> [Given request a]: In the stored dataset items, swap "precision sprayer" for "spray unit" in the lines from the one containing "Drone-based agricultural survey in progress. Pinpoint eyeglasses" through the one containing "[564,0,713,204]", inclusive, leaving everything else unchanged. Reproduce only those lines.
— start of Provided passage —
Articles on Blue Avocado do not provide legal representation or legal advice and should not be used as a substitute for advice or legal counsel. Blue Avocado provides space for the nonprofit sector to express new ideas. Views represented in Blue Avocado do not necessarily express the opinion of the publication or its publisher.

14 thoughts on “Vanguard Foundation Update: With Leader Pleading Guilty, “Truth and Reconciliation”?

  1. Hello folks,

    The real truth is slowly emerging about the fiasco at Vanguard Public Foundation, once a stellar social justice foundation. Thanks to Rick Cohen and Jan Masaoka who have diligently followed the trial that found both Mouli Cohen and Hari Dillon guilty of embezzling funds. I encourage you to follow further articles that Rick is planning to write about in Blue Avocado that will ensure that this never happens again – at least not on our watch as supporters and caretakers of the social justice movement and our communities.
— end of Provided passage —
— start of Provided records —
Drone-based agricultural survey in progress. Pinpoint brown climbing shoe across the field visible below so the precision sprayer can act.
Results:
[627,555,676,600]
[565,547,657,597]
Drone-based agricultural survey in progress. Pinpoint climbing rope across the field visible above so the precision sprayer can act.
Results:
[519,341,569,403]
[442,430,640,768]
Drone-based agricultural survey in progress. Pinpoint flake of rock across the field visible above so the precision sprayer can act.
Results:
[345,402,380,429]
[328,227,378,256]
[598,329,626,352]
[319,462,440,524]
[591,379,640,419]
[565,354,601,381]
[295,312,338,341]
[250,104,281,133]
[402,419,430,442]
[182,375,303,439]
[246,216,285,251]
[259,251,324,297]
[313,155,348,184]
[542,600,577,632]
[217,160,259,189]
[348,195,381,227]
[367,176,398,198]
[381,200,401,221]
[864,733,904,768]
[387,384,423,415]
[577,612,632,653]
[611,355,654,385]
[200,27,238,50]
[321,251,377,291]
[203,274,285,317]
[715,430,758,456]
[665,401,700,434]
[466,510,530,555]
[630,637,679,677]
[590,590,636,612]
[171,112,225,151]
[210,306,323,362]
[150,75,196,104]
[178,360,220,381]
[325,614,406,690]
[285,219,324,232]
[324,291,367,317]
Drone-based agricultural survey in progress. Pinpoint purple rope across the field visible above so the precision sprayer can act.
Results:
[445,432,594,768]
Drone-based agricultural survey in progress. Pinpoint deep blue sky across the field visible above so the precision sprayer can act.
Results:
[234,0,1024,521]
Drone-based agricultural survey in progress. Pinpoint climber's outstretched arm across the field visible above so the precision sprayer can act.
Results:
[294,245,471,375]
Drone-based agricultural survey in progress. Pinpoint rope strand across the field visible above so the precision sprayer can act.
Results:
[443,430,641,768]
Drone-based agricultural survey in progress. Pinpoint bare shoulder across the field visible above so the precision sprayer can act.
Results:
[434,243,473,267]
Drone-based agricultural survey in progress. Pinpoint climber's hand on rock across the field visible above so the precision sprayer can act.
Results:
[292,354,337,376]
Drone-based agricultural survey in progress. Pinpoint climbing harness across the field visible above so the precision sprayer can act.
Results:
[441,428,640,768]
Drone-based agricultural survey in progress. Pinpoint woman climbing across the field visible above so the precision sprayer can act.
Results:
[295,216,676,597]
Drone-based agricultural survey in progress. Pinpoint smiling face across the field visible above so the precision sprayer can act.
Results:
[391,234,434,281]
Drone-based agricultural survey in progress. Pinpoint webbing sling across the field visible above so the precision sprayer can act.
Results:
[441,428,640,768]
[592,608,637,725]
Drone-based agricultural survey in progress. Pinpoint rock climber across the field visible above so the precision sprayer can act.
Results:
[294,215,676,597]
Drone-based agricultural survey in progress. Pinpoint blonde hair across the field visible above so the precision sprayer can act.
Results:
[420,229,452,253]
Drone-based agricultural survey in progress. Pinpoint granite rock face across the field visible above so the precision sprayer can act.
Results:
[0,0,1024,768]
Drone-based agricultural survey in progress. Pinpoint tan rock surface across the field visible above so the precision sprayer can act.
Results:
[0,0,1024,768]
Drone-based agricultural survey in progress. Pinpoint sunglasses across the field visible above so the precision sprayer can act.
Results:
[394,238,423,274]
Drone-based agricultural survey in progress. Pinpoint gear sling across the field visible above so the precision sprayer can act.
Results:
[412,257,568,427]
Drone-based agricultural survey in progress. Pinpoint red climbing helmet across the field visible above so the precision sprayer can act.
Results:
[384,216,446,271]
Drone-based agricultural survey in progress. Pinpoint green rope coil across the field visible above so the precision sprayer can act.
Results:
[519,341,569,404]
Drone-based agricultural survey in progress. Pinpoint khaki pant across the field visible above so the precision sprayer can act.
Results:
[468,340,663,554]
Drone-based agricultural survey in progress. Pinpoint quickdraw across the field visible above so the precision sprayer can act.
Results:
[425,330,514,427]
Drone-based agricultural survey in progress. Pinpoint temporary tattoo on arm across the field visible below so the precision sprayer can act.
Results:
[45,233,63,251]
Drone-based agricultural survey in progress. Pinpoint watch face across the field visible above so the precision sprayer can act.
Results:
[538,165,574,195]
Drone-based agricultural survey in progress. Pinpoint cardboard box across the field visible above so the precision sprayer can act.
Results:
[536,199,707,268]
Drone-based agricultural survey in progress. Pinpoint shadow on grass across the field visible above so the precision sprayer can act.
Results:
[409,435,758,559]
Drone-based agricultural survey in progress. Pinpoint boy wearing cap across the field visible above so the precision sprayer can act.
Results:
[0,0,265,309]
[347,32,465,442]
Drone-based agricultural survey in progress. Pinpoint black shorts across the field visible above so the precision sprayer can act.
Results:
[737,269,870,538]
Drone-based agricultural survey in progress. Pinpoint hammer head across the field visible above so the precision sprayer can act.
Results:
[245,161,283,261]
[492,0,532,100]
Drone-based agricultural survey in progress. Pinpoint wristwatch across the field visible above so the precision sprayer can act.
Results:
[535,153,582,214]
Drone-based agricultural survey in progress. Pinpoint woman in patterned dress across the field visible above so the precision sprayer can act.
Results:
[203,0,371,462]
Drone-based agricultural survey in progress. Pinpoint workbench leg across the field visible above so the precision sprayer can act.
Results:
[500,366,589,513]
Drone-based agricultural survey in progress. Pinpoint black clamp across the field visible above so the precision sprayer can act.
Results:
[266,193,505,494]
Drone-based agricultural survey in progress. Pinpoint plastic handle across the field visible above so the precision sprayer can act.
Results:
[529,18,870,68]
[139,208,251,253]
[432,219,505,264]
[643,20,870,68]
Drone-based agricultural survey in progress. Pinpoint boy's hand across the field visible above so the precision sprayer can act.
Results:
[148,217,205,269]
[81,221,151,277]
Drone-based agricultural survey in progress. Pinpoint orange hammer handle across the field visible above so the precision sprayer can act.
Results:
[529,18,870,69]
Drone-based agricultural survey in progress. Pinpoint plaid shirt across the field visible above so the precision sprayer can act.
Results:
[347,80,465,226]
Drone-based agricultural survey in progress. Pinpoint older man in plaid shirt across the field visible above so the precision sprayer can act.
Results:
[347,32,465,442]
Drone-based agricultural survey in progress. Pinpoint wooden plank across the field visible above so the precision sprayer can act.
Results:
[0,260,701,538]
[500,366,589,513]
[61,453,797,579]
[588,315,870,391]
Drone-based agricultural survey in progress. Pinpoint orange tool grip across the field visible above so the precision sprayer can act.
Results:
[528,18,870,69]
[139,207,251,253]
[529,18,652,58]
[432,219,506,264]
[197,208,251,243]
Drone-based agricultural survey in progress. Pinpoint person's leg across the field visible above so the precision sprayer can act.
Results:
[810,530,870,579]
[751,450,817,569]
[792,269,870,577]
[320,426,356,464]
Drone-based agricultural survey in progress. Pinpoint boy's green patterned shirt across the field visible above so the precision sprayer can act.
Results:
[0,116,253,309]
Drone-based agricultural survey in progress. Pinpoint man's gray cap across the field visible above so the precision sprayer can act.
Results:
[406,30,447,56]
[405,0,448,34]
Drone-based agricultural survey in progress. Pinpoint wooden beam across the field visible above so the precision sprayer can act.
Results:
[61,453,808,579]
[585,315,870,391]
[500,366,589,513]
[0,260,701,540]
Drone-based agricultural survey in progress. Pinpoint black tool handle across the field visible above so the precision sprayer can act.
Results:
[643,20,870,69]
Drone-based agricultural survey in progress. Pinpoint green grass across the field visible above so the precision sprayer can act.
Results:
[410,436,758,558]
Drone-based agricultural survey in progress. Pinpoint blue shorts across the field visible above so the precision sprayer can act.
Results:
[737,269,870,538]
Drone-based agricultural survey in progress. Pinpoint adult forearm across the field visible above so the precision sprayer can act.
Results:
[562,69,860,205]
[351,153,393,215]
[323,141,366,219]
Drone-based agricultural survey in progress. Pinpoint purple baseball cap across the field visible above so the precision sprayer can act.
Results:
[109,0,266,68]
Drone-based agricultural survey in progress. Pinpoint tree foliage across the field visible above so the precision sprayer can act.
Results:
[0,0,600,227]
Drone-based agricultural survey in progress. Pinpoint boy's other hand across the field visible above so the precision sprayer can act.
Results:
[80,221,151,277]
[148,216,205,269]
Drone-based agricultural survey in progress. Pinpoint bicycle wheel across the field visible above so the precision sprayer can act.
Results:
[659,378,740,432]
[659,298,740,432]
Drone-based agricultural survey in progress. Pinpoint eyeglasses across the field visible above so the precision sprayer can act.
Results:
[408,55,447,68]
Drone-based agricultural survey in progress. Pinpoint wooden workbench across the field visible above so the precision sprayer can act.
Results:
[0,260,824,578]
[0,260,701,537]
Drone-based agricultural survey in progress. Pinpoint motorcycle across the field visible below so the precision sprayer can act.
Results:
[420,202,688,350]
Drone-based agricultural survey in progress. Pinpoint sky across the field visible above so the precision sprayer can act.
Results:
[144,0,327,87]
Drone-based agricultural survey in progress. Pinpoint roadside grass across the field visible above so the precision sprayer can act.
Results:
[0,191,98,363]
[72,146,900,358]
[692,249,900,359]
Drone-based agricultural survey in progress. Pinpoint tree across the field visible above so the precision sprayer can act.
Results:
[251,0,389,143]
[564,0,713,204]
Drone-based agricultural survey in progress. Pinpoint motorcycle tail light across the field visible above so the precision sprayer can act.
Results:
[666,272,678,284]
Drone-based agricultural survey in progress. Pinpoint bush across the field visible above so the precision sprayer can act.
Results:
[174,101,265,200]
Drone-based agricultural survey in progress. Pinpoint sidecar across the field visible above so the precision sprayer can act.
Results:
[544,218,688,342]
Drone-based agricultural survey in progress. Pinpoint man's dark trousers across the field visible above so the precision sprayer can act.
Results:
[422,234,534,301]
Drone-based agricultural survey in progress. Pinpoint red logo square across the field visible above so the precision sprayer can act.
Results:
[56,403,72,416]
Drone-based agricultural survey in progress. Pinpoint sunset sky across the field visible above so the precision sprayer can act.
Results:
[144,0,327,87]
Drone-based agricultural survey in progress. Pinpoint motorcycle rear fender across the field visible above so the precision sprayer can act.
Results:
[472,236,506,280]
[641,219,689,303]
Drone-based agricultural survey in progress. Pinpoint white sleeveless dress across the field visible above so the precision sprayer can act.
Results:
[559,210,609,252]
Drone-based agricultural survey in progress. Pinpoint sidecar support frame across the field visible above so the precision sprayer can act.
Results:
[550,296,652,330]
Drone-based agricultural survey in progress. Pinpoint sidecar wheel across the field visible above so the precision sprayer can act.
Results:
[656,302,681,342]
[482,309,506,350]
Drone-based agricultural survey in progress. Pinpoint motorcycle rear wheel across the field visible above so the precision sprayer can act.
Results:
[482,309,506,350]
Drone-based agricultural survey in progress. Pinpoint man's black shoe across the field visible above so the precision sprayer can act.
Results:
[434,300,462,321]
— end of Provided records —
> [Given request b]: Do these statements agree with the Blue Avocado passage? Answer each with yes or no, and quote the deciding words. (i) Articles on Blue Avocado offer legal advice. (ii) The trial found both Mouli Cohen and Hari Dillon guilty of embezzling funds. (iii) Views represented in Blue Avocado necessarily express the opinion of its publisher.

> [Correct response a]:
Drone-based agricultural survey in progress. Pinpoint eyeglasses across the field visible above so the spray unit can act.
Results:
[408,55,447,68]
Drone-based agricultural survey in progress. Pinpoint wooden workbench across the field visible above so the spray unit can act.
Results:
[0,260,824,578]
[0,260,701,537]
Drone-based agricultural survey in progress. Pinpoint motorcycle across the field visible below so the spray unit can act.
Results:
[420,202,688,350]
Drone-based agricultural survey in progress. Pinpoint sky across the field visible above so the spray unit can act.
Results:
[144,0,327,87]
Drone-based agricultural survey in progress. Pinpoint roadside grass across the field visible above so the spray unit can act.
Results:
[0,191,98,363]
[72,146,900,358]
[692,249,900,359]
Drone-based agricultural survey in progress. Pinpoint tree across the field visible above so the spray unit can act.
Results:
[251,0,389,143]
[564,0,713,204]

> [Correct response b]:
(i) No: "Articles on Blue Avocado do not provide legal representation or legal advice"
(ii) Yes: "the trial that found both Mouli Cohen and Hari Dillon guilty of embezzling funds"
(iii) No: "Views represented in Blue Avocado do not necessarily express the opinion of the publication or its publisher"